* **Exercise**:
Change "ring rule" to "fill rule" throughout the records, from the line containing "segment wave face, every instance" through the line containing "[[[4,0],[1,128],[255,55],[253,0]]]", keeping everything else in those lines unchanged. Leave the pictures out of the result.
═══ Data entries
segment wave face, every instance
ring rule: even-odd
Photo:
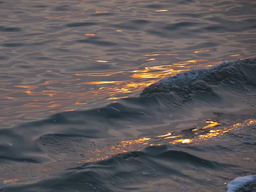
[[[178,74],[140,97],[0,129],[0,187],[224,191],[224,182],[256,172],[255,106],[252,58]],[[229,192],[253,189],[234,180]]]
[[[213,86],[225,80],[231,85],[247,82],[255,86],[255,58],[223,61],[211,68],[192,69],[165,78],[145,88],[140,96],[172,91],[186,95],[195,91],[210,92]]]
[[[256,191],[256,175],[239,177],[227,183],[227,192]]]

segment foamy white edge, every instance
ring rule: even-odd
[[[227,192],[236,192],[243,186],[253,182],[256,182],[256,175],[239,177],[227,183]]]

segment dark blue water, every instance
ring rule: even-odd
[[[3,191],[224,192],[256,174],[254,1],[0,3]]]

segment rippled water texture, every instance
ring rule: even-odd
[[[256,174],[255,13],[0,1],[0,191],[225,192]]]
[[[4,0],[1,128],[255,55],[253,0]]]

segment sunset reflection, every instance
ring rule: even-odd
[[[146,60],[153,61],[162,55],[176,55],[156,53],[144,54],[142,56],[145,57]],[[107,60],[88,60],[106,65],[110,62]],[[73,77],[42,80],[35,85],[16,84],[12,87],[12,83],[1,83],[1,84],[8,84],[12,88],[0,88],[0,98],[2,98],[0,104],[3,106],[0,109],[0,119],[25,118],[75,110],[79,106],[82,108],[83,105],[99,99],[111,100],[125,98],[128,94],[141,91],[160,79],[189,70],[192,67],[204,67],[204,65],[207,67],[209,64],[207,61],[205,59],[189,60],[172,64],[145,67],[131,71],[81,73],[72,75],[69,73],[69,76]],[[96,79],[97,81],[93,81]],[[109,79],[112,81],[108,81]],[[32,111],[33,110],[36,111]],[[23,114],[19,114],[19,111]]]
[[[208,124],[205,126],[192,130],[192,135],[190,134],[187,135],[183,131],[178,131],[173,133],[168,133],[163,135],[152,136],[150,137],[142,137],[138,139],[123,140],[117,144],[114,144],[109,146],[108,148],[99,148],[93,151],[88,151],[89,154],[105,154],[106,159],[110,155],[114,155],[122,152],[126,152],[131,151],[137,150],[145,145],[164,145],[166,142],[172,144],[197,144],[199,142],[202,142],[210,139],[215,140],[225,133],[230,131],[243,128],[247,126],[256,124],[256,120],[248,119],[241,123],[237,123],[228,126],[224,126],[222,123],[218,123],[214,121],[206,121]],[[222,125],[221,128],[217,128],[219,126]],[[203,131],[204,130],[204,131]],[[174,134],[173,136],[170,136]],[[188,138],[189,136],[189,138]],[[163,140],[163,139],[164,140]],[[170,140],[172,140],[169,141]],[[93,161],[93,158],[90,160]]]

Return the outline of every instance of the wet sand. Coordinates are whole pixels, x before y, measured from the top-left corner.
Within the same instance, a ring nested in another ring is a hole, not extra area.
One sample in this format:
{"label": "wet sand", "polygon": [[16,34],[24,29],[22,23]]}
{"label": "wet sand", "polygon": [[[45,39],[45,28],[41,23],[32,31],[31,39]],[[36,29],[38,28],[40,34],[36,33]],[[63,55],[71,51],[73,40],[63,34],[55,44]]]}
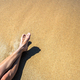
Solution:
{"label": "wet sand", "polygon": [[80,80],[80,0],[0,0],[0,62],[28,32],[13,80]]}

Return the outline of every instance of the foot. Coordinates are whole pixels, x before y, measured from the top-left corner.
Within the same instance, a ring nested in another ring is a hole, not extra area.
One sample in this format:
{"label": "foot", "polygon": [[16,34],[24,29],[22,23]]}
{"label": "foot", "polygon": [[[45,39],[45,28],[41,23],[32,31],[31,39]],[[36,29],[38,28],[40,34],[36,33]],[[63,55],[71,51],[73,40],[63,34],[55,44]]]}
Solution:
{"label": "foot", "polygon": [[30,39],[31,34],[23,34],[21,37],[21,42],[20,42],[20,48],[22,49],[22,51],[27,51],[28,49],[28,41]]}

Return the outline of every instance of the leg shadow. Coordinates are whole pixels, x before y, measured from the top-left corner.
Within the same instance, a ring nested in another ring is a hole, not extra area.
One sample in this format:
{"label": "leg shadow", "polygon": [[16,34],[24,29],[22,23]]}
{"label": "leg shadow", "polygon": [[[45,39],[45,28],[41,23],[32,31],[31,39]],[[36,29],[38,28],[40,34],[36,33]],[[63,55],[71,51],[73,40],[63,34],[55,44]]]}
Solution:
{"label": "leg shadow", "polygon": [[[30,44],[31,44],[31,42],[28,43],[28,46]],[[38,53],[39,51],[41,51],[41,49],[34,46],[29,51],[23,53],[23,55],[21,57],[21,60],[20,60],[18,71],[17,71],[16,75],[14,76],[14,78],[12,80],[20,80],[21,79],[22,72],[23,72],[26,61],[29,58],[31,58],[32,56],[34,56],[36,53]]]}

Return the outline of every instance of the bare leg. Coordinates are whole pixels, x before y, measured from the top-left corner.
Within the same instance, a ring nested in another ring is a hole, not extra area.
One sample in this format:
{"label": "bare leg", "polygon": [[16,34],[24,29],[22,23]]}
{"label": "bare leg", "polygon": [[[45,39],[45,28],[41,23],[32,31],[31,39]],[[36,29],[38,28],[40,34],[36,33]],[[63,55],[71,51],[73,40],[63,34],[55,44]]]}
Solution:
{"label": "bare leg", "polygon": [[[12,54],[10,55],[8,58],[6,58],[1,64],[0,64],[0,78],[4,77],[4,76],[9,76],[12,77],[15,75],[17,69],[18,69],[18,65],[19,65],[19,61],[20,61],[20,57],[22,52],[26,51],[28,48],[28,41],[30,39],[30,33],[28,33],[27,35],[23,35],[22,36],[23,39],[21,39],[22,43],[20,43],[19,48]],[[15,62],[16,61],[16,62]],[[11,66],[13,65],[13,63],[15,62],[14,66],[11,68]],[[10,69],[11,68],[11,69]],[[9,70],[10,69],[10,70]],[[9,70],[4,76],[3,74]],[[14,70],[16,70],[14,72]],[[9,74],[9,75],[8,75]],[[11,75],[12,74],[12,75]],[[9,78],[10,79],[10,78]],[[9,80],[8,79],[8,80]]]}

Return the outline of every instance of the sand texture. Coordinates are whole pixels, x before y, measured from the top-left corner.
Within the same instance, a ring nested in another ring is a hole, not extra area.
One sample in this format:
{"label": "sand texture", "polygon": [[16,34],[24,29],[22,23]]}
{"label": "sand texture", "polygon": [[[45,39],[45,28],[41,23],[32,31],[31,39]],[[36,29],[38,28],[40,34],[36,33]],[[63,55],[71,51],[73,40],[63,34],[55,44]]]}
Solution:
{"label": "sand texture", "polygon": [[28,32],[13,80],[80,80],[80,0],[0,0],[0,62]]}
══════
═══ Data entries
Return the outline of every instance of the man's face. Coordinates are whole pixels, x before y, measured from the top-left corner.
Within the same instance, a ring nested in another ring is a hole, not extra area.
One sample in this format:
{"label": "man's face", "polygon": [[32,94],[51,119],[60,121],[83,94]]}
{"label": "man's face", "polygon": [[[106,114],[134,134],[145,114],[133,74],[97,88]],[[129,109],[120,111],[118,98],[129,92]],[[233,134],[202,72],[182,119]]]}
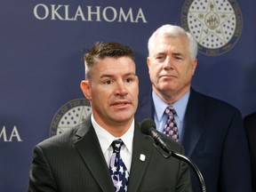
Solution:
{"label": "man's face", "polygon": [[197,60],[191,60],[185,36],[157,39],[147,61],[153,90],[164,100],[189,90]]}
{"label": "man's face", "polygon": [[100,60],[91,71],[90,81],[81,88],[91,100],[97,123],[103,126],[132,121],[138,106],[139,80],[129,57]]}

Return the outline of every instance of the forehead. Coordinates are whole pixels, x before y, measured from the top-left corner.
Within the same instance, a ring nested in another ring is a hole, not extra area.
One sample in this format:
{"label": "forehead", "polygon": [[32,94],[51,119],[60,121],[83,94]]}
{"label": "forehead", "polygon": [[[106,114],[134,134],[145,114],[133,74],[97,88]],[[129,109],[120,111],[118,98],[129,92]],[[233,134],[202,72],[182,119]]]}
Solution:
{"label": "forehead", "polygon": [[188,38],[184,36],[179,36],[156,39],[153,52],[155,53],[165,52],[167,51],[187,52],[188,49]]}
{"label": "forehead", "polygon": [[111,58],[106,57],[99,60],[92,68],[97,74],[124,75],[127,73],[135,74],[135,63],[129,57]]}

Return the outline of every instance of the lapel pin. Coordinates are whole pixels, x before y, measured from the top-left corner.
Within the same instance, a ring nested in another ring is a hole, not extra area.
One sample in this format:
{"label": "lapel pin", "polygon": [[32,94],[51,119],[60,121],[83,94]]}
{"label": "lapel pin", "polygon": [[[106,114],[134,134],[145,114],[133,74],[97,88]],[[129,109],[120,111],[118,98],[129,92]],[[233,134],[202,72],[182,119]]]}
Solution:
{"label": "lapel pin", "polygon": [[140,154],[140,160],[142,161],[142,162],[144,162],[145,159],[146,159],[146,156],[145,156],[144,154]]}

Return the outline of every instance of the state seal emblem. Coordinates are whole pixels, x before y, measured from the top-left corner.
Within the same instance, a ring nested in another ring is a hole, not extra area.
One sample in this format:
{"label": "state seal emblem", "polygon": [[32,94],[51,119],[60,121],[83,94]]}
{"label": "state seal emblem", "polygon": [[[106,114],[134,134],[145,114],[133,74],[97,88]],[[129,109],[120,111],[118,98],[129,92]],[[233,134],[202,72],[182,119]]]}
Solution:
══════
* **Correct result**:
segment wave face, every instance
fill rule: even-odd
Photo:
[[[178,74],[140,97],[0,129],[0,187],[224,191],[224,182],[256,172],[255,106],[252,58]],[[229,192],[253,189],[234,180]]]
[[[213,86],[225,80],[231,85],[247,82],[255,86],[255,58],[223,61],[211,68],[192,69],[165,78],[145,88],[140,96],[172,91],[186,95],[195,91],[210,92]]]
[[[256,191],[256,175],[239,177],[227,183],[227,192]]]

segment foamy white edge, every instance
fill rule: even-odd
[[[227,192],[236,192],[243,186],[253,182],[256,182],[256,175],[239,177],[227,183]]]

segment dark blue water, every instance
fill rule: even-odd
[[[3,191],[224,192],[256,174],[254,1],[0,3]]]

segment rippled water texture, every instance
fill rule: even-odd
[[[256,174],[255,13],[0,1],[0,191],[225,192]]]
[[[4,0],[1,128],[255,55],[253,0]]]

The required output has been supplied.